Aim:
Which server does the email say skips MIME footer and trailer sections when searching?

— begin Document —

On Fri, 2006-04-14 at 11:30 -0700, Mark Crispin wrote:
> > If the search key is invalid for the given character set, should server
> > return BAD error to client? Are non-ASCII characters in search key
> > invalid for US-ASCII charset?
>
> I'm not certain what you mean by "invalid".
>
> Do you mean "contain a codepoint that is not in that charset"? If so, I
> think a failed match is better than a BAD, since it may be that the server
> has an obsolete version of that charset's definition.
I think most character sets don't change anymore (ASCII and ISO-8859-*
especially), but I guess it's nicer for clients to not get BAD replies.
> > What about if search key contains non-ASCII characters but no charset
> > parameter is given? Currently I assume this means just doing a substring
> > search from messages without doing any charset conversions (i;octet
> > comparator).
>
> It can mean whatever you want, although perhaps a failed match is best.
> Or maybe a BAD in this case, because the specification does denounce use
> of 8-bit strings without a charset identification in section 4.3.1
I understood that section to only mean message bodies sent as reply to
FETCH.
> > More interesting are MIME footer and trailer sections. Should they be
> > searched? UW-IMAP skips them.
>
> I consider these not to be part of a message at all for any MIME-savvy
> application.
OK, this is mostly what I was concerned about. The RFC doesn't say
anything about if they should or shouldn't be searched.
> > What about MIME boundary lines? UW-IMAP
> > searches these, but not if you include its "--" prefix in search key.
>
> Are you certain that you aren't confusing BODY and TEXT searches? A TEXT
> search would find them, because they appear in the MIME header.
Right, sorry, that must be it.
> > Is "Header: value" searching required to work? I think it is, and works
> > with UW-IMAP.

— end Document —
— begin Excerpted records —

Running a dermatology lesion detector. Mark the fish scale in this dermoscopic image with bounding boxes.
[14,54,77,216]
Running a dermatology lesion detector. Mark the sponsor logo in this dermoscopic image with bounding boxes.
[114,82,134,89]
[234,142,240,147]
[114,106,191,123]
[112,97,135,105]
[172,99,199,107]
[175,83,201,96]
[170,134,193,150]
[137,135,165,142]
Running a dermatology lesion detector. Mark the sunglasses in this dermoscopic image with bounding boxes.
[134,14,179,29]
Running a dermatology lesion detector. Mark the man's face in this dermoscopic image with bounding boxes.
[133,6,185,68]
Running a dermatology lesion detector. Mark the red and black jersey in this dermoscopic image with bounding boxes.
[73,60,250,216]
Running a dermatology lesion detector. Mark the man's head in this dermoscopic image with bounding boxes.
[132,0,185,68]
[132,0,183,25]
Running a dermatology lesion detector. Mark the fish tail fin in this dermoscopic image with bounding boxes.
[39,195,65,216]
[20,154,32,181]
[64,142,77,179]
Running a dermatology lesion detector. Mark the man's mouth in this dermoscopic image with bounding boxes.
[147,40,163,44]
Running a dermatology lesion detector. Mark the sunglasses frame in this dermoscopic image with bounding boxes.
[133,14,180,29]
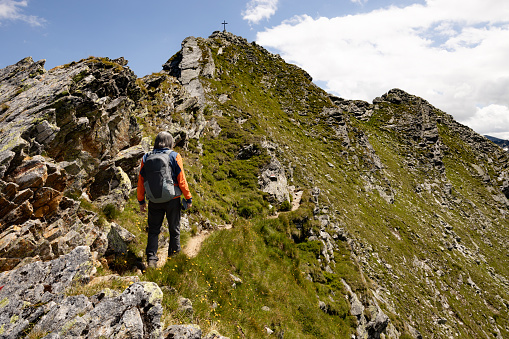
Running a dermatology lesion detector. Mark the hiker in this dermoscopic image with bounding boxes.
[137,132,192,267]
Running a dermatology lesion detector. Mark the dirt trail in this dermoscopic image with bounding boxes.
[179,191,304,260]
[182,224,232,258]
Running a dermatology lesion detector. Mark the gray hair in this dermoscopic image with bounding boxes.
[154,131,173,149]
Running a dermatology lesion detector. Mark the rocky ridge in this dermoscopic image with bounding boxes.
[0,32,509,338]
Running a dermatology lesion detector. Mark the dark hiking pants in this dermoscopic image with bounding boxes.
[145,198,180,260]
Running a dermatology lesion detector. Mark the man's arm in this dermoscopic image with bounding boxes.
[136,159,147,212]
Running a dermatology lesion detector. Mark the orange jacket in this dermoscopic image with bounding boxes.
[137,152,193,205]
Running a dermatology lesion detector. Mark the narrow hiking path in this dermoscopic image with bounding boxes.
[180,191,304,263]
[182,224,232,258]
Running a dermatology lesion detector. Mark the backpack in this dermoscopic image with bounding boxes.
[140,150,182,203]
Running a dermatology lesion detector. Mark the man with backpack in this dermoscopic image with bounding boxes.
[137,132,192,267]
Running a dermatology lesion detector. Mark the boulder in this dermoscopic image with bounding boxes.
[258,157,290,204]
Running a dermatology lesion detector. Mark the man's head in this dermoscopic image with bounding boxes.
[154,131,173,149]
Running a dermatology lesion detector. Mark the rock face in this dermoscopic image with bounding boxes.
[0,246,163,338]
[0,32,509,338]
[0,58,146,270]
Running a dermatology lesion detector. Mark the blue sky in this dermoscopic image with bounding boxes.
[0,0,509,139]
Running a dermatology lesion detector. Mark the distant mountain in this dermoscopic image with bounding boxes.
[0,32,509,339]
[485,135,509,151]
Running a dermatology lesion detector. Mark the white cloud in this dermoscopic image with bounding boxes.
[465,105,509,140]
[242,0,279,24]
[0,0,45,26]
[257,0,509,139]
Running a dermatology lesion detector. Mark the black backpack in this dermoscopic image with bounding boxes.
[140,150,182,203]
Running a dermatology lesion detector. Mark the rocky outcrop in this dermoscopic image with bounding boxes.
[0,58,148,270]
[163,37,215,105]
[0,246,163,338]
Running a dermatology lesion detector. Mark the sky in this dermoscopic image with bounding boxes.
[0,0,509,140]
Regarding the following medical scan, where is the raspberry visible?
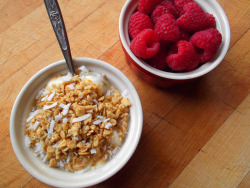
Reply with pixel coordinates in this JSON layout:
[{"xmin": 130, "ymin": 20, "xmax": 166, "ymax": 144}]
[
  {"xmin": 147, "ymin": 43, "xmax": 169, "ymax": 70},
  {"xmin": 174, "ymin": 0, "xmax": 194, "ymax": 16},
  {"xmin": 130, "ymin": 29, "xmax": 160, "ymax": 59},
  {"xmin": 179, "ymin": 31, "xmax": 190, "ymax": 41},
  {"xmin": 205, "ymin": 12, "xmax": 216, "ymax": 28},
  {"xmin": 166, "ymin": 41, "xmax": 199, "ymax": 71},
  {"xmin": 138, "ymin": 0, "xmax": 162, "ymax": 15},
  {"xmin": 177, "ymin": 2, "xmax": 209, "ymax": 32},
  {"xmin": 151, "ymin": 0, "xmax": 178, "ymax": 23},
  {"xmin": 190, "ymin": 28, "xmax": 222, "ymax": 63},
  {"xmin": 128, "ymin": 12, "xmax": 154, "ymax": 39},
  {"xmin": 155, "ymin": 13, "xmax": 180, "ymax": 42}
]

— end Excerpted records —

Answer to the problem:
UW-IMAP.